Agile is a project management framework for the development process. It has little to do with prioritization. It is not a product management methodology at all. And, by design, it's not concerned with user testing or GTM.
PRDs are not part of Agile and never have been. That's a mash-up of waterfall and agile that I lovingly refer to as Fragile. Frankly, I don't think PRDs have a place in Product Management either.
"… but works best when PMs have enough technical ability to work with IDE-based AI tools like Cursor and Cline because you can achieve a higher degree of specificity …"
Why would the PM spend their time on technical specifications? Better to work on the strategy, business viability, and job stories. Why bother dictating things that your Eng counterparts can better solve?
"Agile talks loosely about the concept of customer validation, but doesn’t talk in too much detail about how to actually do this."
That's because Agile isn't a methodology for user research. It's a system for dealing with the incremental changes that are logically a part of the process when someone else is covering user testing.
"Now that the team has a working prototype that actually matches their product vision and has been tested by real users, they can loop in design resources to be able to turn this vision into high-fidelity."
"Traditionally, engineering teams have often needed to wait until the PM finishes the PRD to begin creating the actual product."

================

*Prompt 1*: Write out the passage on Agile word for word, starting at "Agile is a project" up to and including "can better solve?".
*Prompt 2*: Carry on the passage on Agile, starting right after its last sentence.

*Dataset section*:
================

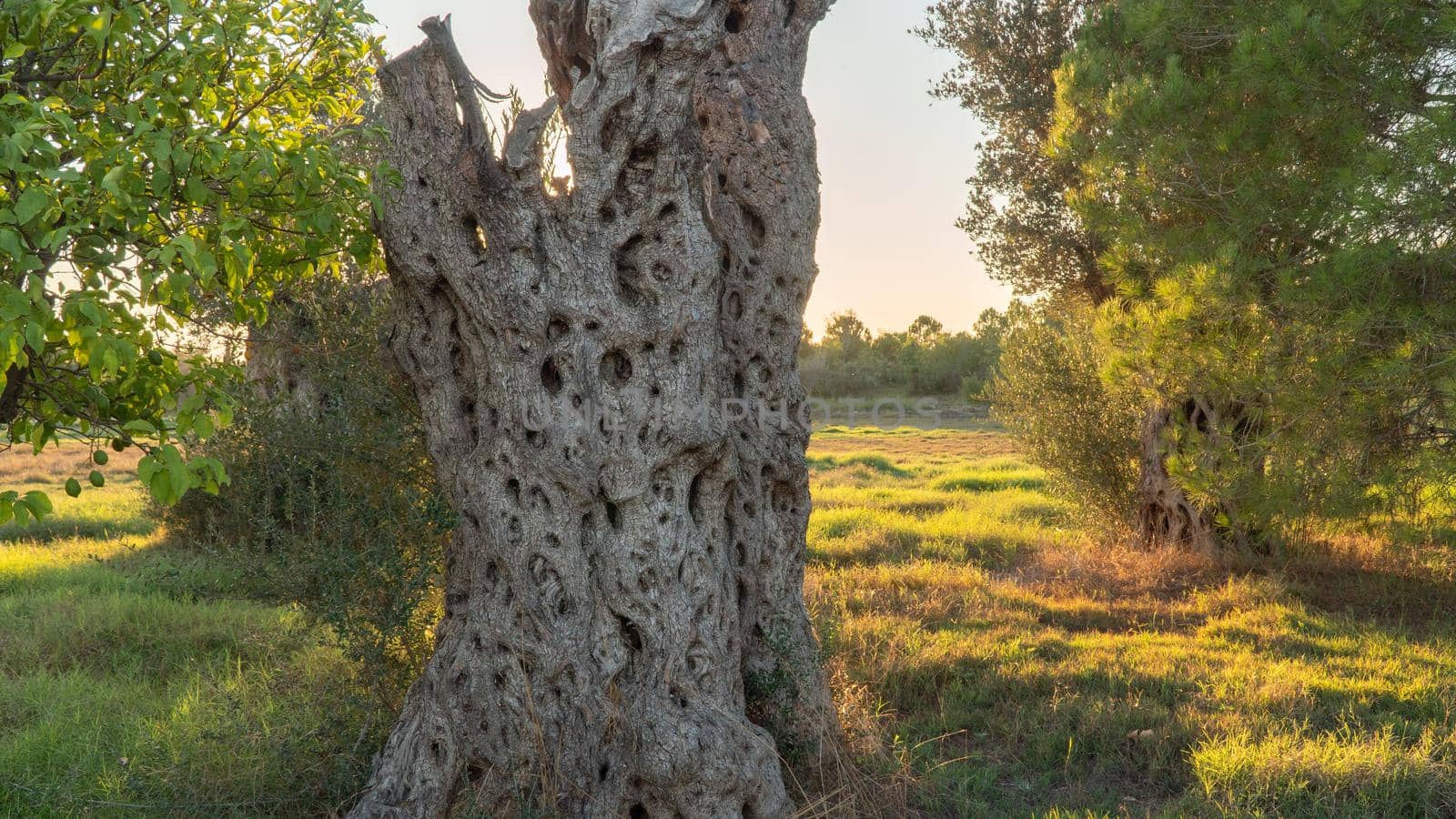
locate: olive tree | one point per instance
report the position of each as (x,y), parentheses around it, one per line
(608,380)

================

*Final result 1*:
Agile is a project management framework for the development process. It has little to do with prioritization. It is not a product management methodology at all. And, by design, it's not concerned with user testing or GTM.
PRDs are not part of Agile and never have been. That's a mash-up of waterfall and agile that I lovingly refer to as Fragile. Frankly, I don't think PRDs have a place in Product Management either.
"… but works best when PMs have enough technical ability to work with IDE-based AI tools like Cursor and Cline because you can achieve a higher degree of specificity …"
Why would the PM spend their time on technical specifications? Better to work on the strategy, business viability, and job stories. Why bother dictating things that your Eng counterparts can better solve?

*Final result 2*:
You've been working in some very broken product development environments. Yes, those things happen all the time in companies all over the globe, but they are certainly not best practice and no experienced practitioner would advise you to take that waterfall-style path.
The explosion of AI services is absolutely changing the Product landscape, but not in the murky way you've outlined here.
Spend some time reading up on Lean Product and Continuous Discovery. People like Marty Cagan and Dan Olsen wrote the book on this stuff long ago. And a new generation of leaders is building on their legacy, like Leah Tharin, Teresa Torres, and John Cutler (among many others). With a deep understanding of Product methodologies and GenAI's capabilities, it will become obvious how to leverage new tools as multipliers.
I'd tell you to read up on Agile but, unfortunately, the internet is littered with articles like this.